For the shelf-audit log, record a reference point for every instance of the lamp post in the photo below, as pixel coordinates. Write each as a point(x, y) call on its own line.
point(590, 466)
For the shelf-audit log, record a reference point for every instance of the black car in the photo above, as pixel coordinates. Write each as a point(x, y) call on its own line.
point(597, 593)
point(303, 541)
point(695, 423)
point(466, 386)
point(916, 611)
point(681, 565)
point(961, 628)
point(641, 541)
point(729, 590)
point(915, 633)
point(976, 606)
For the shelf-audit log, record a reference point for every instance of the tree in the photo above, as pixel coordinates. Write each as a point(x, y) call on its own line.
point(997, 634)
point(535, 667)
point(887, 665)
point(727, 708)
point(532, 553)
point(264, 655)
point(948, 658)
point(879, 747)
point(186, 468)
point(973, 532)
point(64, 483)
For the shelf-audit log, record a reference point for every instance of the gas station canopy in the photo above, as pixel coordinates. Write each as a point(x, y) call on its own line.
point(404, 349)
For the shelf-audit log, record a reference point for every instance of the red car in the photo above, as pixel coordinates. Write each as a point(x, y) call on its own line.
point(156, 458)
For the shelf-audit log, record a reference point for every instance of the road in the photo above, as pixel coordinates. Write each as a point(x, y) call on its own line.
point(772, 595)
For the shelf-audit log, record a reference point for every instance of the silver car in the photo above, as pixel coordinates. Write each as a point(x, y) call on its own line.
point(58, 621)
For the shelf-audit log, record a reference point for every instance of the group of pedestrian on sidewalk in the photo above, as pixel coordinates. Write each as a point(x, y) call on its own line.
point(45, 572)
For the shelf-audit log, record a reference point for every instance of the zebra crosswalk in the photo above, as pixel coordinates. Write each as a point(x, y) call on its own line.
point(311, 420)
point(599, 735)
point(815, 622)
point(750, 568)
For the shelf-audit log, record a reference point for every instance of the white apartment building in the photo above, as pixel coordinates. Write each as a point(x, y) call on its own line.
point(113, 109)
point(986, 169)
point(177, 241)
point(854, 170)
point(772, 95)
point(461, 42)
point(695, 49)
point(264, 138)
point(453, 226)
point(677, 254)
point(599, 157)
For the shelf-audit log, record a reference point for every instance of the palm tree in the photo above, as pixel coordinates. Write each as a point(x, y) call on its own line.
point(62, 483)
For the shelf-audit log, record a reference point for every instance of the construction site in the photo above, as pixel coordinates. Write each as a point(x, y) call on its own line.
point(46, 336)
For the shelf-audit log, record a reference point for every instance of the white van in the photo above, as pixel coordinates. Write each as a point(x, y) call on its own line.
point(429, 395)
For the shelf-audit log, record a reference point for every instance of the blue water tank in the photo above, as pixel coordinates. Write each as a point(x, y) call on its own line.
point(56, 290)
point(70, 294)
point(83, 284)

---

**WHAT TO WORK ON**
All the material above should be copied word for word.

**SOLUTION FOR THIS PROBLEM**
For the shelf-audit log, record a reference point for every instance of the lamp post in the photo below, as pixel coordinates. Write each as a point(x, y) call on its own line.
point(590, 466)
For the shelf-audit log, record a reference point for every instance of the black car in the photo above, as pixel coordinates. Write each as a point(x, y) call on its own line.
point(597, 593)
point(303, 541)
point(695, 423)
point(466, 386)
point(916, 611)
point(681, 565)
point(961, 628)
point(641, 541)
point(729, 590)
point(915, 633)
point(976, 606)
For the shelf-audit log, record a reference point for every instance of the tree in the photo above, as pixel coordinates. Write each as a point(x, y) call on its own line.
point(997, 634)
point(535, 667)
point(887, 665)
point(727, 708)
point(532, 553)
point(264, 655)
point(948, 658)
point(879, 747)
point(186, 468)
point(973, 532)
point(64, 483)
For the shelf-audit log, record a reference point for every instance of the gas station canopy in the photo above, as pixel coordinates. Write each as a point(x, y) call on its own line.
point(404, 349)
For the shelf-audit log, record a reference point for every instance of the red car in the photo above, as pixel coordinates. Write each as a point(x, y) call on its own line.
point(156, 458)
For the shelf-audit log, record a reference point for every instance of the road in the photo above, as pixel coordinates. Write each as a point(x, y) call on its own line.
point(772, 595)
For the shelf-audit log, record a reference point for every instance of the silver car in the photo above, as pixel coordinates. Write each as a point(x, y) call on its own line.
point(58, 621)
For the shelf-audit log, record a reference point for every instance of the group of pedestrian on sidewalk in the photo above, as pixel coordinates. Write each as a point(x, y) call on its own line.
point(45, 572)
For the shelf-audit log, record a reference point for every instance of the zebra crosswalk in the photo above, as pixel coordinates. Write each as a point(x, y) call on its own line.
point(311, 420)
point(599, 735)
point(815, 622)
point(750, 568)
For the shelf-audit log, record a reference point for every instance of the white apartment building in the photo above, as pixel coordinates. Write each as a point(x, y) call on its own line.
point(113, 109)
point(986, 169)
point(177, 241)
point(854, 170)
point(772, 95)
point(461, 42)
point(695, 49)
point(264, 138)
point(453, 226)
point(677, 254)
point(599, 157)
For the shelf-audit log, record a reference point for every instance of the palm tree in the photo above, as pixel coordinates. Write each as a point(x, y) call on its own line.
point(62, 483)
For the shelf-audit log, record a reference point for every instance of the construction site in the photo above, as pixel coordinates. Write each as a point(x, y) call on its own line.
point(46, 336)
For the shelf-audit log, record a reference point for every instance of the white van in the photo above, as pixel coordinates. Write each as a point(x, y) call on its own line.
point(429, 395)
For the shelf-audit log, record a reference point for every instance of the blue water tank in the photo above, as pixel coordinates. Write each as a point(x, y) call on its own line.
point(56, 290)
point(70, 294)
point(83, 284)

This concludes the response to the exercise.